EXERCISE OBJECTIVE.
When a line of the records below contains the string "building", copy that whole line.

DATASET RECORDS.
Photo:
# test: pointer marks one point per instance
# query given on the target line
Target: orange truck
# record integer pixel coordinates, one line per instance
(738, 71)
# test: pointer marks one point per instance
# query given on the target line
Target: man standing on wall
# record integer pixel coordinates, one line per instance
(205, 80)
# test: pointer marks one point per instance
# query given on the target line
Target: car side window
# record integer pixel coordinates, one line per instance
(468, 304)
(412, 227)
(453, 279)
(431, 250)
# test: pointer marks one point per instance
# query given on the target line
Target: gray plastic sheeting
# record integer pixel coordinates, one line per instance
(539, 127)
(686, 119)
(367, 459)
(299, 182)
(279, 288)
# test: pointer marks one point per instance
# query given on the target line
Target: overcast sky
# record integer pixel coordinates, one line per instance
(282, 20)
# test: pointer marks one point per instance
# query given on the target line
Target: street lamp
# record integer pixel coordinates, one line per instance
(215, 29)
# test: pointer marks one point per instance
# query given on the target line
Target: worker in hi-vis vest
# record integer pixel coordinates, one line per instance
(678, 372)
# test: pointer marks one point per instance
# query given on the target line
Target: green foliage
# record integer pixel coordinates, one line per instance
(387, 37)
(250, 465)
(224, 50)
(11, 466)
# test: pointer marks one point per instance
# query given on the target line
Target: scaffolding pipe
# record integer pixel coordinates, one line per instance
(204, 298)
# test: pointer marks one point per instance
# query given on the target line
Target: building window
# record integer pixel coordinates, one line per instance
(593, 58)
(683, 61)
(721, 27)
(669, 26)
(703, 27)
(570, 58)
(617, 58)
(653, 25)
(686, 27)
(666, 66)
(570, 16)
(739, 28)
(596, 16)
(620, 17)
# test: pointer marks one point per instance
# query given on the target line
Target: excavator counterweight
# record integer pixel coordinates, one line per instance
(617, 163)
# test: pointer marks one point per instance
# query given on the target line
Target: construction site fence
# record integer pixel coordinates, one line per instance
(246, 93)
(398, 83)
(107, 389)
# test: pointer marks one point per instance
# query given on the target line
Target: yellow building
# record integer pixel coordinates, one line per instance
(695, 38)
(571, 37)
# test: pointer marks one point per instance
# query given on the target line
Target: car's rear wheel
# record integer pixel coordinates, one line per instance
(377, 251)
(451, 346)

EXERCISE RESULT.
Target: building window
Target: yellow building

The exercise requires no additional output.